Exercise details: Could you convert the records, from the start up to and including the line containing "(1041, 136)", into a JSON list of strings with one string per line, leaving out blank lines and the pictures?

Task inputs:

◇ ◇ ◇

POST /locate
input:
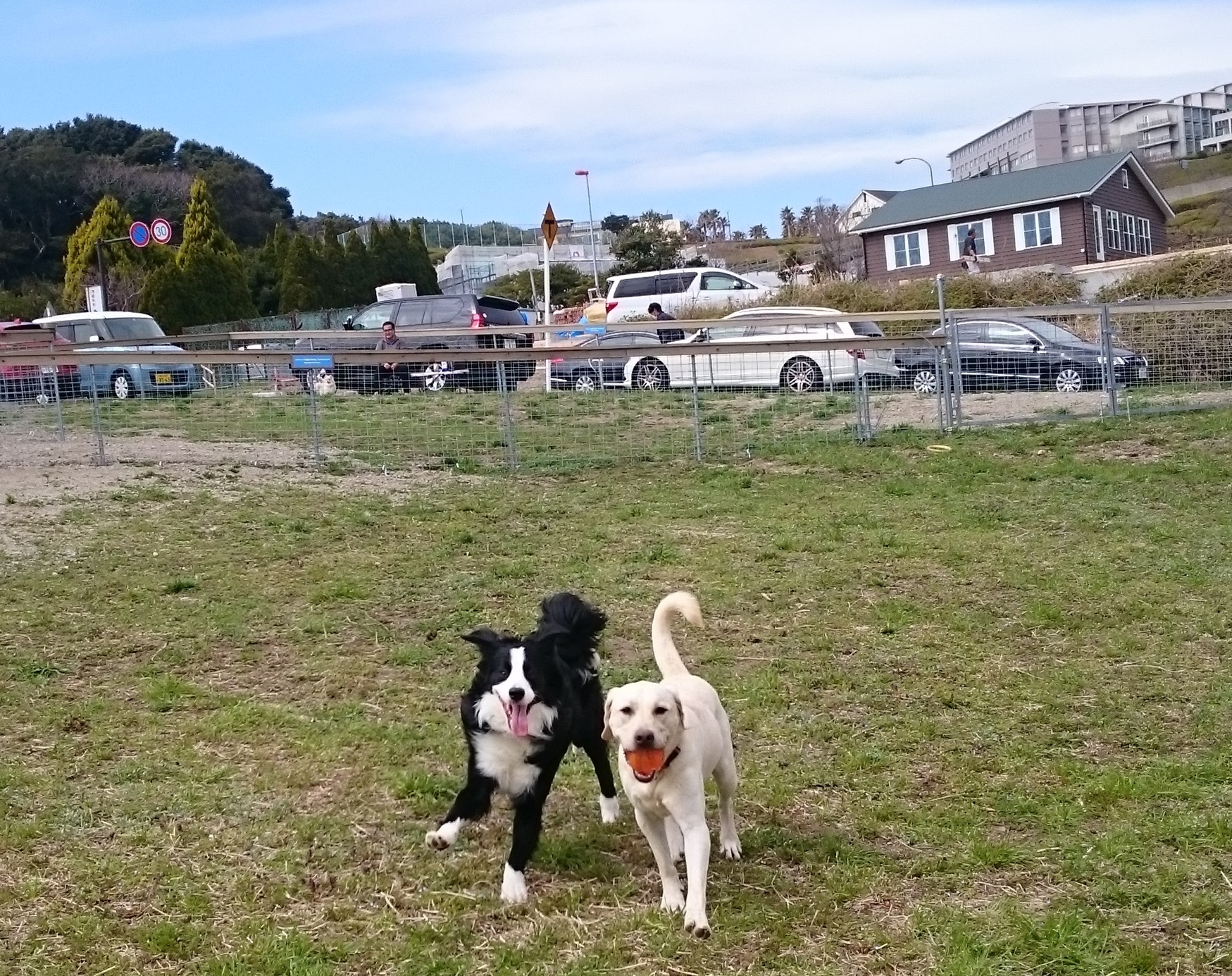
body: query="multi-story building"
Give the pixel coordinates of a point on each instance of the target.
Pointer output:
(1221, 137)
(1172, 130)
(1041, 136)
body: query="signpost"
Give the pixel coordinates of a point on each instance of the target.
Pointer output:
(549, 227)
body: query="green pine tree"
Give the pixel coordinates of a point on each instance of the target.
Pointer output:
(207, 281)
(301, 290)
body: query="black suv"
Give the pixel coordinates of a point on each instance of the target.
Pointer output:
(480, 314)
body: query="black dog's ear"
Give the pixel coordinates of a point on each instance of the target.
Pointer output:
(487, 640)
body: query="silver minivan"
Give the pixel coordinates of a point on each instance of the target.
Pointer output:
(123, 332)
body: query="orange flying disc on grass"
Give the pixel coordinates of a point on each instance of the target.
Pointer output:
(645, 762)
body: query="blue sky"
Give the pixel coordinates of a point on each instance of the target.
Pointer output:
(406, 108)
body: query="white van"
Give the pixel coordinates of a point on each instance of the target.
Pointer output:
(679, 289)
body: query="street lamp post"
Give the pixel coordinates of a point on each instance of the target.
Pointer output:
(590, 212)
(900, 161)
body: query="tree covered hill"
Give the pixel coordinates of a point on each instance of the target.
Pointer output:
(52, 178)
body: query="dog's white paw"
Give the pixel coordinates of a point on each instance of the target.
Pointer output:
(697, 925)
(444, 836)
(673, 901)
(731, 847)
(513, 887)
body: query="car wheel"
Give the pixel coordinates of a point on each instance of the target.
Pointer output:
(649, 375)
(437, 376)
(121, 385)
(801, 376)
(924, 381)
(1069, 380)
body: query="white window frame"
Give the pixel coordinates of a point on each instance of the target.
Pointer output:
(1113, 222)
(891, 264)
(957, 240)
(1021, 230)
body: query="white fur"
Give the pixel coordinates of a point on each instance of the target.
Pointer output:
(682, 711)
(513, 887)
(445, 834)
(504, 758)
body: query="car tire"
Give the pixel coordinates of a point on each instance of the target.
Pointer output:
(1069, 380)
(924, 381)
(651, 373)
(799, 375)
(123, 385)
(585, 381)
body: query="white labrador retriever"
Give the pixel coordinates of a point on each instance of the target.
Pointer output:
(673, 735)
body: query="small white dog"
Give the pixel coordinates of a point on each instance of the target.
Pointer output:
(673, 735)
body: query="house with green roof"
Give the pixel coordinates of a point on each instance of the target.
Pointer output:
(1044, 218)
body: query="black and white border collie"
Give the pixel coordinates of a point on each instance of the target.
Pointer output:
(531, 698)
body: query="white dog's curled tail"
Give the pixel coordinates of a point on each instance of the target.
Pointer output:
(666, 655)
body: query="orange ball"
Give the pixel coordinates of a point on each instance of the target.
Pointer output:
(645, 762)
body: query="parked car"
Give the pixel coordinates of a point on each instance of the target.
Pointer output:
(34, 382)
(796, 369)
(123, 332)
(678, 290)
(480, 314)
(598, 371)
(876, 364)
(1023, 353)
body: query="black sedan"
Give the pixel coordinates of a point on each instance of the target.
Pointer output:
(594, 372)
(1021, 353)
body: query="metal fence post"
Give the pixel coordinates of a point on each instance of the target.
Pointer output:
(1105, 344)
(98, 419)
(506, 416)
(950, 327)
(692, 365)
(316, 421)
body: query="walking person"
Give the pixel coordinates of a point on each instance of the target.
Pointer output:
(970, 252)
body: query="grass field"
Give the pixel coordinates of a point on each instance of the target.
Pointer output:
(981, 703)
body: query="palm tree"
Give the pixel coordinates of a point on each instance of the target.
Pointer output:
(807, 218)
(789, 221)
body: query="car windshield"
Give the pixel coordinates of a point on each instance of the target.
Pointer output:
(133, 328)
(1054, 333)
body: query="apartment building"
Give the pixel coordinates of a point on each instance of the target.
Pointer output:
(1040, 137)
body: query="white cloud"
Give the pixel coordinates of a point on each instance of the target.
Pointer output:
(689, 93)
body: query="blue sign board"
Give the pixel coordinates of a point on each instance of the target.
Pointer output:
(316, 362)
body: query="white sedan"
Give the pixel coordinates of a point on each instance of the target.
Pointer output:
(796, 369)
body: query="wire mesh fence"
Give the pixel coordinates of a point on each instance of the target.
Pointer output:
(766, 386)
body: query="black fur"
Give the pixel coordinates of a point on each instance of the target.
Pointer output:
(559, 669)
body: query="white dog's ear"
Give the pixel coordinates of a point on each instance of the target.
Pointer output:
(608, 714)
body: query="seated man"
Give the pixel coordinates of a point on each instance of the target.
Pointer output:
(666, 335)
(392, 375)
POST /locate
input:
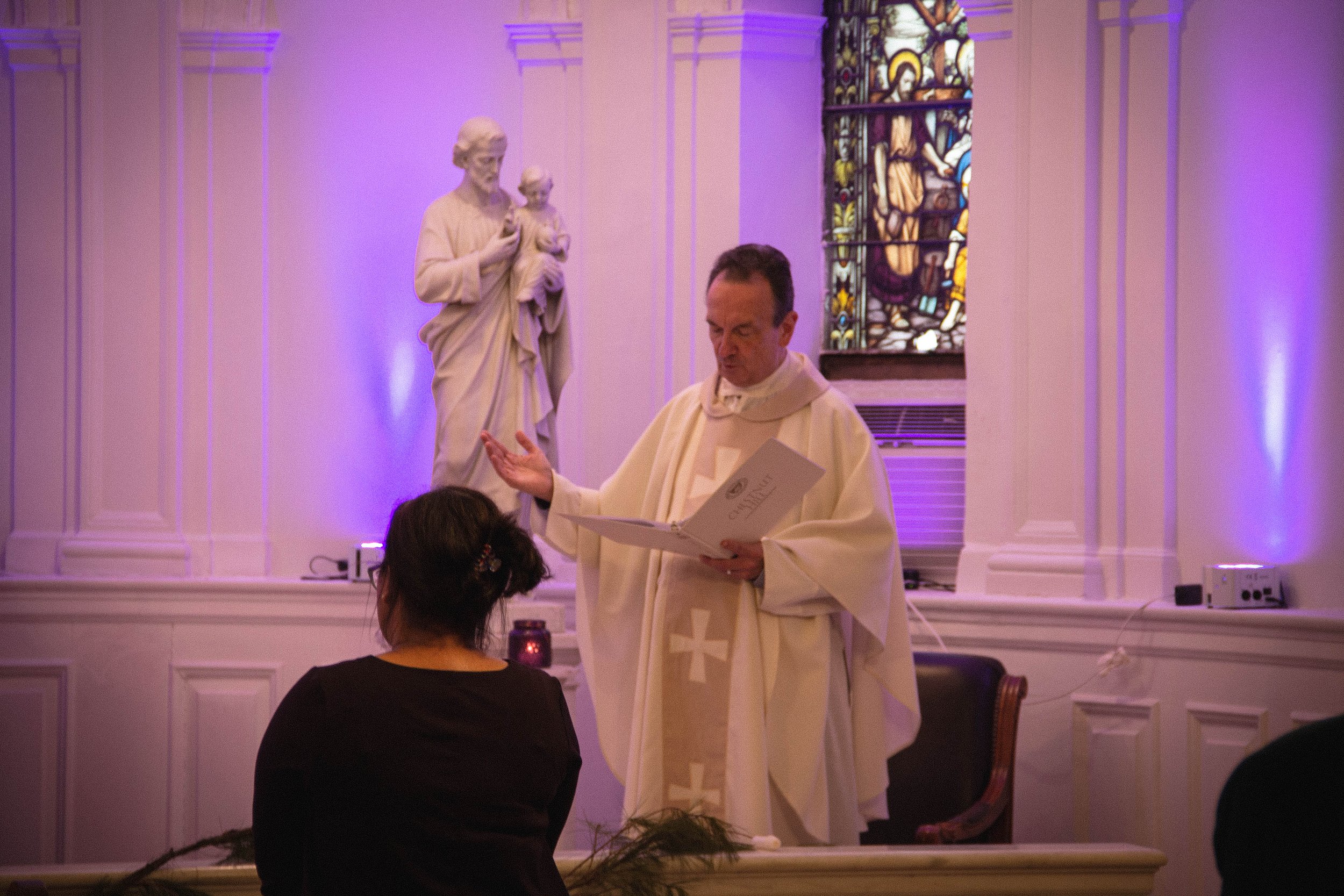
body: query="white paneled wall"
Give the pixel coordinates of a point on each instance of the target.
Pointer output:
(1140, 754)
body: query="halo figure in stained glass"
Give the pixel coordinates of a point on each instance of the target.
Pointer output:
(898, 93)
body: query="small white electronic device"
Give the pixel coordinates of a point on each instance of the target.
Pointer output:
(363, 556)
(1242, 586)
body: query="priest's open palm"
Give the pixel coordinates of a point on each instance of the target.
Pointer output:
(530, 472)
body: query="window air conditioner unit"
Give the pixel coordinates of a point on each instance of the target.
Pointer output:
(921, 432)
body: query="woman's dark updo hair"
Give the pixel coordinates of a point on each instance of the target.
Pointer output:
(437, 566)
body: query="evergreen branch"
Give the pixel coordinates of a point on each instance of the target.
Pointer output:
(632, 862)
(138, 883)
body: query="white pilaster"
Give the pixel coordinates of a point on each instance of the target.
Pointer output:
(1070, 421)
(744, 163)
(1031, 460)
(42, 53)
(550, 55)
(1138, 297)
(225, 57)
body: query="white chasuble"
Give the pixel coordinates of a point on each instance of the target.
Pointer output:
(499, 364)
(773, 708)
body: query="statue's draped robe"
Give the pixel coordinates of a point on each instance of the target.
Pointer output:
(775, 708)
(492, 369)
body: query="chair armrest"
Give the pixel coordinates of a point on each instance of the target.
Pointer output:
(998, 798)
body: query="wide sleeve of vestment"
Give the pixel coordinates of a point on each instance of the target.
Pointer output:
(842, 553)
(441, 275)
(613, 578)
(281, 792)
(840, 550)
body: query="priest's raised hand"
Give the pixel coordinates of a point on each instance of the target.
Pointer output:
(530, 472)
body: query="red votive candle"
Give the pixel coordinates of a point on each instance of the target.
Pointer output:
(530, 644)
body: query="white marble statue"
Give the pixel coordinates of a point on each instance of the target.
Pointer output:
(501, 358)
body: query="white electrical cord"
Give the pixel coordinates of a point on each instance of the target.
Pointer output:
(1113, 658)
(932, 630)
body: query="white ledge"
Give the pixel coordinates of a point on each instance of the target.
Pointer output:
(838, 871)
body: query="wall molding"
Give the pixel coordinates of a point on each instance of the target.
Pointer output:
(1116, 770)
(218, 714)
(235, 52)
(745, 35)
(1217, 738)
(46, 683)
(546, 44)
(988, 19)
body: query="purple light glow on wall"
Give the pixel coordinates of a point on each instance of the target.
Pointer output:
(1275, 230)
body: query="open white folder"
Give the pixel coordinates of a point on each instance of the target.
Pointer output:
(744, 508)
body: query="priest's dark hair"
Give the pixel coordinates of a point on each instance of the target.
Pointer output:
(737, 265)
(451, 555)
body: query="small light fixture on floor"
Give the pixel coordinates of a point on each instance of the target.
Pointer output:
(1242, 586)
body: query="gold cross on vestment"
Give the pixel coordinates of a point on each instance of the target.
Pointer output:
(697, 645)
(695, 794)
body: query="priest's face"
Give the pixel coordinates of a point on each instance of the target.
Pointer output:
(748, 346)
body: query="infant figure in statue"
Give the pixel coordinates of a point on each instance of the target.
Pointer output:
(542, 329)
(545, 242)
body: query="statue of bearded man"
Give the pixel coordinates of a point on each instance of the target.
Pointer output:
(488, 375)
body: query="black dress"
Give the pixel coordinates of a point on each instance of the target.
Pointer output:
(377, 778)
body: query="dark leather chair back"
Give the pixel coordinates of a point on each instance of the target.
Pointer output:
(948, 769)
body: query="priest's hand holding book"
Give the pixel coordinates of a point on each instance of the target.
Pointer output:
(746, 563)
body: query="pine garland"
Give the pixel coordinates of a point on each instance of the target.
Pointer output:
(632, 862)
(139, 883)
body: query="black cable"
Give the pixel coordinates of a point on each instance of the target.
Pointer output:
(342, 570)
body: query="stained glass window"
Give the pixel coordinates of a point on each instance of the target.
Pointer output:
(897, 119)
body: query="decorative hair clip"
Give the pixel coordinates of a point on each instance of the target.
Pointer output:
(488, 562)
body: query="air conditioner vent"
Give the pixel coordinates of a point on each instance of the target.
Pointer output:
(932, 425)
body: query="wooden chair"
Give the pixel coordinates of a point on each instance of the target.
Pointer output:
(953, 785)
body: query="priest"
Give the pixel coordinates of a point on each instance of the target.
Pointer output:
(769, 688)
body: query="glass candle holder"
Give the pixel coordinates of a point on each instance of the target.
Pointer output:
(530, 644)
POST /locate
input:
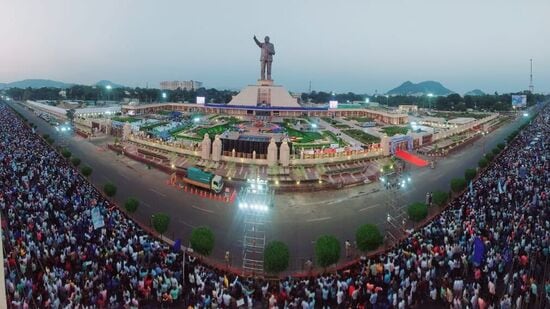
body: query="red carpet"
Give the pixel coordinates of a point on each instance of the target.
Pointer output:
(410, 158)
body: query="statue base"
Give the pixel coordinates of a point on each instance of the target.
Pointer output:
(265, 82)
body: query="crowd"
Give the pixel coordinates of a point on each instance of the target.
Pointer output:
(488, 249)
(54, 255)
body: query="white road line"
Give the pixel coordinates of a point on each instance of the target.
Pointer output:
(319, 219)
(369, 207)
(203, 209)
(188, 224)
(159, 193)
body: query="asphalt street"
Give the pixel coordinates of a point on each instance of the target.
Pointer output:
(297, 218)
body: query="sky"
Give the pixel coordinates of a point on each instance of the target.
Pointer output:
(361, 46)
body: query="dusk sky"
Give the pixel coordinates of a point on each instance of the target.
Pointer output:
(359, 46)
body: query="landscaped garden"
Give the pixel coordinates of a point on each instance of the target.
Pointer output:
(125, 119)
(361, 136)
(393, 130)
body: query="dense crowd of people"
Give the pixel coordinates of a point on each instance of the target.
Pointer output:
(488, 249)
(55, 256)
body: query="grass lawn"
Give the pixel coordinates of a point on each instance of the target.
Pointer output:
(124, 119)
(361, 136)
(393, 130)
(361, 119)
(152, 126)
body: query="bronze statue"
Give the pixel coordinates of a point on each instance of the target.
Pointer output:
(268, 50)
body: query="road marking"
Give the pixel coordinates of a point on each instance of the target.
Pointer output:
(203, 209)
(369, 207)
(319, 219)
(159, 193)
(188, 224)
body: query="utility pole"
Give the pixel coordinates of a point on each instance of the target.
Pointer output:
(531, 86)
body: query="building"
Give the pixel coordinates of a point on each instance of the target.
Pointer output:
(182, 84)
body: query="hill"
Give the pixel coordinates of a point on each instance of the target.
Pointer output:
(422, 88)
(35, 83)
(104, 83)
(475, 92)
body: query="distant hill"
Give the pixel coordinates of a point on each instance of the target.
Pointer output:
(35, 83)
(422, 88)
(104, 83)
(475, 92)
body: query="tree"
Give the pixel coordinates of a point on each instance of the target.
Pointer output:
(458, 184)
(417, 211)
(440, 198)
(86, 171)
(482, 163)
(109, 189)
(131, 205)
(160, 222)
(202, 240)
(75, 161)
(470, 174)
(368, 237)
(327, 250)
(66, 153)
(276, 257)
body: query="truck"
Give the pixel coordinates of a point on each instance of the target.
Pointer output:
(199, 178)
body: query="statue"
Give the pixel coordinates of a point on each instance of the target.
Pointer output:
(268, 50)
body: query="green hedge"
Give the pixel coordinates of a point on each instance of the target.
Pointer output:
(470, 174)
(202, 240)
(458, 184)
(417, 211)
(276, 257)
(368, 237)
(439, 198)
(327, 250)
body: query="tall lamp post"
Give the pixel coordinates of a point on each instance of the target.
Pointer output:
(430, 95)
(108, 88)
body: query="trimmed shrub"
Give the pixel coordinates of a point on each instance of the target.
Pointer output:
(131, 205)
(327, 250)
(470, 174)
(75, 161)
(417, 211)
(86, 170)
(439, 198)
(202, 240)
(458, 184)
(368, 237)
(482, 163)
(109, 189)
(276, 257)
(160, 222)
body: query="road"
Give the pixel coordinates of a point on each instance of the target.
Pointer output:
(297, 218)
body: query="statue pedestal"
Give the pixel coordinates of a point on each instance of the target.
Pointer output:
(265, 82)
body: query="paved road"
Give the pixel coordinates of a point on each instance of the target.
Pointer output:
(297, 218)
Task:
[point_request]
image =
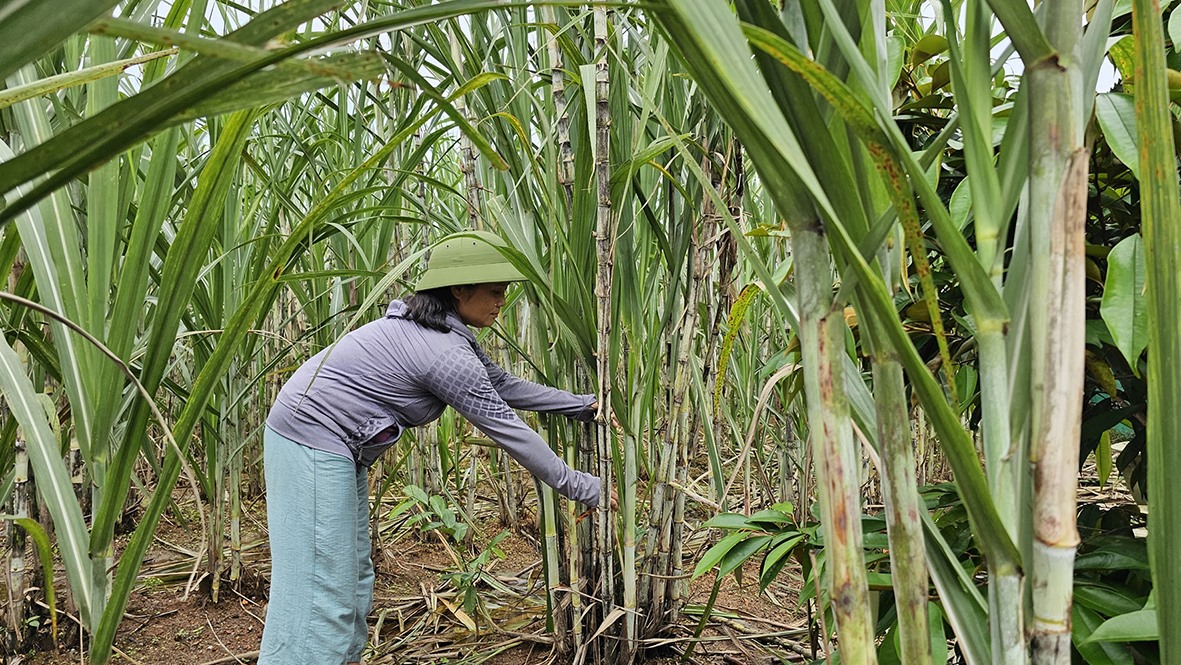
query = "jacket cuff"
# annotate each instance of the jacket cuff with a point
(588, 409)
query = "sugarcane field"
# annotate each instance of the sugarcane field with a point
(553, 332)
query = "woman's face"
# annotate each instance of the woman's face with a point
(478, 305)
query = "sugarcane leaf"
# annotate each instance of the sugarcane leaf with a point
(963, 605)
(927, 49)
(99, 137)
(742, 552)
(726, 521)
(1084, 621)
(1103, 457)
(1104, 598)
(1116, 113)
(1124, 305)
(276, 85)
(53, 483)
(715, 554)
(776, 559)
(31, 27)
(1175, 27)
(69, 79)
(1134, 626)
(1111, 560)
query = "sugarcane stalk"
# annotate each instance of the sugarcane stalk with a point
(558, 89)
(900, 491)
(18, 565)
(1057, 191)
(834, 450)
(467, 151)
(1003, 461)
(605, 240)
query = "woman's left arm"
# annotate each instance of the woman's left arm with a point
(521, 393)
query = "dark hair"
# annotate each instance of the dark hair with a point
(430, 307)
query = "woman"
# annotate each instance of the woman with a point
(346, 405)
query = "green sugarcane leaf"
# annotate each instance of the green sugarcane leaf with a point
(1124, 305)
(1116, 113)
(1123, 56)
(1113, 559)
(1106, 599)
(1103, 457)
(726, 521)
(53, 84)
(253, 305)
(31, 27)
(927, 49)
(53, 483)
(1175, 27)
(278, 85)
(1084, 621)
(1134, 626)
(1160, 202)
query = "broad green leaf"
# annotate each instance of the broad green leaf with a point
(713, 555)
(1084, 621)
(1124, 305)
(927, 49)
(895, 57)
(1123, 54)
(1135, 626)
(1106, 599)
(1111, 560)
(726, 521)
(960, 204)
(1103, 457)
(1116, 113)
(1160, 209)
(776, 559)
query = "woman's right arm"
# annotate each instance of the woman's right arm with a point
(458, 378)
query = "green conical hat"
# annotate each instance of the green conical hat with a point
(470, 256)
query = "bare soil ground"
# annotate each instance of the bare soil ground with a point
(418, 614)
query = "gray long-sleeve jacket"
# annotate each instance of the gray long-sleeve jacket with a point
(356, 398)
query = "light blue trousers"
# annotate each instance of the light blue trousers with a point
(321, 574)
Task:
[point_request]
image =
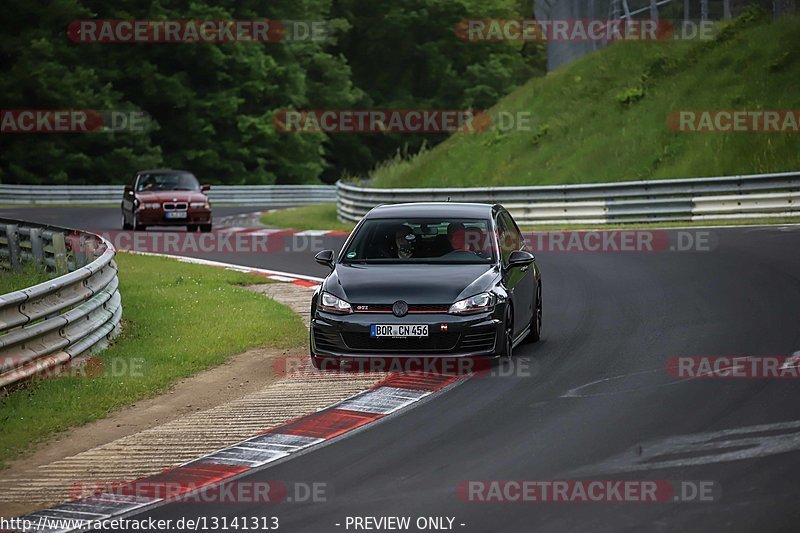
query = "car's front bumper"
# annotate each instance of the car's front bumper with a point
(158, 217)
(449, 336)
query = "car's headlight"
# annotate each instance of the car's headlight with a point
(474, 304)
(332, 304)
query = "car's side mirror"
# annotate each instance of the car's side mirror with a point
(520, 258)
(326, 257)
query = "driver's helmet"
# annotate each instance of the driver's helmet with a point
(404, 240)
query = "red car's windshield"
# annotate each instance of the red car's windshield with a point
(167, 182)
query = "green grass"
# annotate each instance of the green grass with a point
(179, 319)
(604, 118)
(691, 224)
(318, 216)
(29, 275)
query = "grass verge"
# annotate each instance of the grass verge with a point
(317, 216)
(179, 319)
(777, 221)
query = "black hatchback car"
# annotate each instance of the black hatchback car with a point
(427, 280)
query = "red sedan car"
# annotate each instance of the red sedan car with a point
(166, 198)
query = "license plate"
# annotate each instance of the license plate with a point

◇ ◇ ◇

Written response:
[
  "POST /locate",
  "input:",
  "body: query=\"multi-story building\"",
  "Give the pixel coordinates of a point on each instance of the target.",
  "Pointer output:",
  "(1221, 137)",
  "(1172, 130)",
  "(1041, 136)"
]